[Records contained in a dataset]
+ + + +
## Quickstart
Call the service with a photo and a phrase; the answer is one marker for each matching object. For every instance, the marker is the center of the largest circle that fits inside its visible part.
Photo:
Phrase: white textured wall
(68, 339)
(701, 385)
+ + + +
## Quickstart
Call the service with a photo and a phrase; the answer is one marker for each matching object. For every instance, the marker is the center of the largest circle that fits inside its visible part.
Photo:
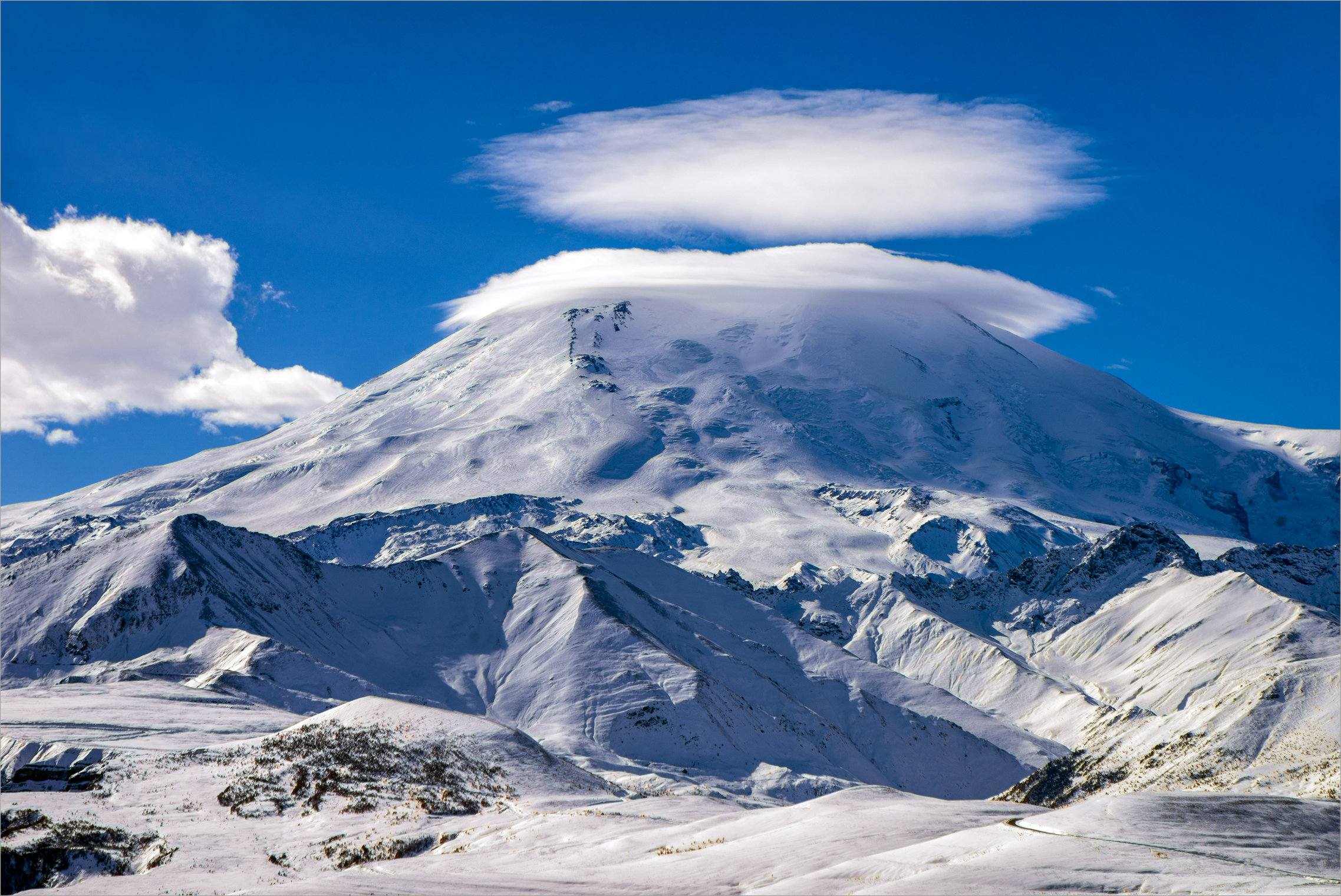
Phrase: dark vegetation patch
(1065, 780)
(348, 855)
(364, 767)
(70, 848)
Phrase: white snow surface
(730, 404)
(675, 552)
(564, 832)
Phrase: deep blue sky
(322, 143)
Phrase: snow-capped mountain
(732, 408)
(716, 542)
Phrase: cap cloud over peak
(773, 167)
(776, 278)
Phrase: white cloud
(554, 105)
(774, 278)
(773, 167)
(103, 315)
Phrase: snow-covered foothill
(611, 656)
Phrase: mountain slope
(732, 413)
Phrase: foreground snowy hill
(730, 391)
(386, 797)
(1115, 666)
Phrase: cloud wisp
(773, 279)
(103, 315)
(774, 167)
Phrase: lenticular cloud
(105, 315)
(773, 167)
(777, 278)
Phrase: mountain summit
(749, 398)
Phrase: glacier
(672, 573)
+ + + +
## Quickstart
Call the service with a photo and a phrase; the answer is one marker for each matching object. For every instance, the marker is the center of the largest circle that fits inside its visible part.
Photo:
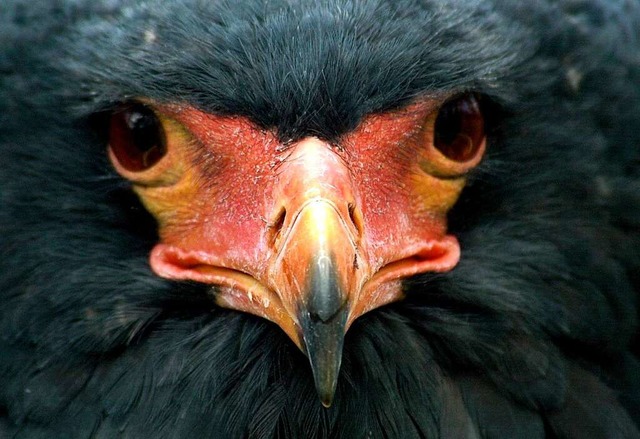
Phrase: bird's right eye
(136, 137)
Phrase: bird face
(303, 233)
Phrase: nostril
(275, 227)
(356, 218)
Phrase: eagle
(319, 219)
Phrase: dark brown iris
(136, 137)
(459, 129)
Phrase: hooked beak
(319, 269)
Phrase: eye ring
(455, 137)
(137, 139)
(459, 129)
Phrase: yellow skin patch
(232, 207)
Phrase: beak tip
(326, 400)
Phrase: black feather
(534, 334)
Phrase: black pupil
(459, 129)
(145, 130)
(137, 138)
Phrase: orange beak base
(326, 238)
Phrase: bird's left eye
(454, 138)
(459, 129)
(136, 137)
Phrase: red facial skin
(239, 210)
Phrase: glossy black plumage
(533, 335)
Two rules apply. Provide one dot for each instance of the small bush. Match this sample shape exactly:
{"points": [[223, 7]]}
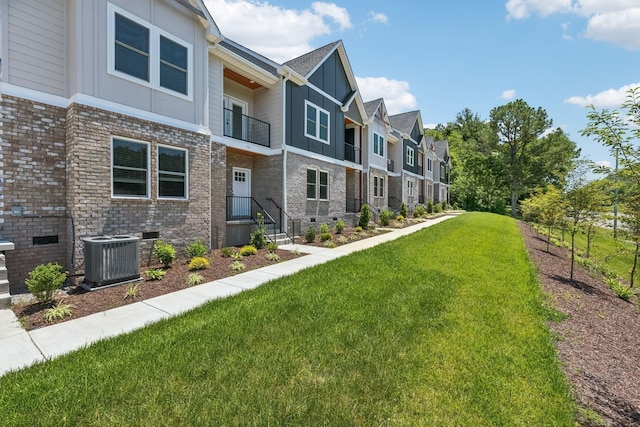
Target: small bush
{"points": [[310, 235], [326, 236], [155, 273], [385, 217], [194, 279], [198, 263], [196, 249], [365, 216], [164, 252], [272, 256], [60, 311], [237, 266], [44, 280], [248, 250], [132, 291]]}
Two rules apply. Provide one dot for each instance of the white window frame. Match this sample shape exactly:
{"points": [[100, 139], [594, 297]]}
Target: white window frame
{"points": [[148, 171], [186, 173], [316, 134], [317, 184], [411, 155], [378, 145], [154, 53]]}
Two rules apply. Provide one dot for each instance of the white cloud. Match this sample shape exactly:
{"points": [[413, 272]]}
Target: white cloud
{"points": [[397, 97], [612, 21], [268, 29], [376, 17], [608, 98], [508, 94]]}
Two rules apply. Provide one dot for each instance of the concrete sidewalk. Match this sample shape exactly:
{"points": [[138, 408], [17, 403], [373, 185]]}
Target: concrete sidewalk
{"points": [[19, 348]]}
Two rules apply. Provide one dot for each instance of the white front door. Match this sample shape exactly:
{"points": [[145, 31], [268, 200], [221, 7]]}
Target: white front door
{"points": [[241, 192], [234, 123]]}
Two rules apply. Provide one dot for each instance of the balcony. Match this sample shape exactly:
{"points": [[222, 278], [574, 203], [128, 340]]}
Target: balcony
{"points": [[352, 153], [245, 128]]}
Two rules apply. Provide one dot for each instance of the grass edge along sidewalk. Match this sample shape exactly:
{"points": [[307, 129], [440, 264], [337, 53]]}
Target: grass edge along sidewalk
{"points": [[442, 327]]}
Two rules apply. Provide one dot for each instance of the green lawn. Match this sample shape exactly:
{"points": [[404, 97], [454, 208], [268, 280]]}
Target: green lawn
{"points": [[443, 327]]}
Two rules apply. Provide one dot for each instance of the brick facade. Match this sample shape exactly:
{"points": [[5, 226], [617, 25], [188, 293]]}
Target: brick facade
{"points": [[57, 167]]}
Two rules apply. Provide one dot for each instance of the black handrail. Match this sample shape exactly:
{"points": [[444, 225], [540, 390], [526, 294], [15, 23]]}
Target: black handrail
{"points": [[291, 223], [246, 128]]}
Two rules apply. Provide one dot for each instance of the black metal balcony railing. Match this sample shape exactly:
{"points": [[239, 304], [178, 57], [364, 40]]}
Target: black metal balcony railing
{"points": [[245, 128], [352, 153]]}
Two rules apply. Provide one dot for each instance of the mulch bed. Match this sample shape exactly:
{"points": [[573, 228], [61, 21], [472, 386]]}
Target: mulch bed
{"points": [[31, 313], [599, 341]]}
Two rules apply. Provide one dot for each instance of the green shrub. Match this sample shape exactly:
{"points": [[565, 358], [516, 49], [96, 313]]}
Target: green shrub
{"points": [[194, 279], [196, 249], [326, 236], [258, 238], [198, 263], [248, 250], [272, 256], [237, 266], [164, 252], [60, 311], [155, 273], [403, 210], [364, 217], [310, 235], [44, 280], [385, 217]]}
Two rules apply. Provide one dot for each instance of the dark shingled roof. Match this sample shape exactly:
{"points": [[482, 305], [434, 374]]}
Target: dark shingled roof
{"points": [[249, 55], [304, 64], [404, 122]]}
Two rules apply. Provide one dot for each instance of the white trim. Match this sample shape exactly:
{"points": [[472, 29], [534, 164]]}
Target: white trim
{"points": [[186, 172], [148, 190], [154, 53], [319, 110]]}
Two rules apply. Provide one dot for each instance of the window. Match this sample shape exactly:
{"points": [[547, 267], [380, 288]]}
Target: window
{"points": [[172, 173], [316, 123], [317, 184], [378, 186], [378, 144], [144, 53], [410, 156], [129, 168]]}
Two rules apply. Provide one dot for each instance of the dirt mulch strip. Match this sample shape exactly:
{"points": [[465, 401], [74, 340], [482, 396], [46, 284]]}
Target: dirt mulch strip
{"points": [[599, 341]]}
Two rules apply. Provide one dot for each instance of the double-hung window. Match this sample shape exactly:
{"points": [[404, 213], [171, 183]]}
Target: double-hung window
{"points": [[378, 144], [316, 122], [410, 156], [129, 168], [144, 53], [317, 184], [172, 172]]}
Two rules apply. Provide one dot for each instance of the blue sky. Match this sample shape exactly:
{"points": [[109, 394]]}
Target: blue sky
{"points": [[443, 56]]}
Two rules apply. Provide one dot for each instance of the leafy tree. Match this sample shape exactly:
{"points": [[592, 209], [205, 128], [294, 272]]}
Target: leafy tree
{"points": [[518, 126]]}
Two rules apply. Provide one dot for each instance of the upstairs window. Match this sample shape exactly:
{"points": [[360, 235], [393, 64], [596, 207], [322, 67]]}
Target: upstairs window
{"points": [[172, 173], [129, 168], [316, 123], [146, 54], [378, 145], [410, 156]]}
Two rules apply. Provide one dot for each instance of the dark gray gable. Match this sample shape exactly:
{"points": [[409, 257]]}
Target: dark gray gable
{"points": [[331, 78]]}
+ + + +
# GOAL OF THE EXERCISE:
Among the records above, repeat exactly the line with "Target: green lawn", the line with "the black handrail.", and every line in between, and only those.

# SOLVED PROBLEM:
Target: green lawn
{"points": [[443, 327]]}
Two rules apply. Provide one dot for each instance of the brick facade. Match this sample shape exactly:
{"points": [[5, 226], [617, 25], [188, 293]]}
Target: brick facade
{"points": [[57, 167]]}
Two rules apply. Provide one dot for each instance of the black handrail. Match this sample shape exactly:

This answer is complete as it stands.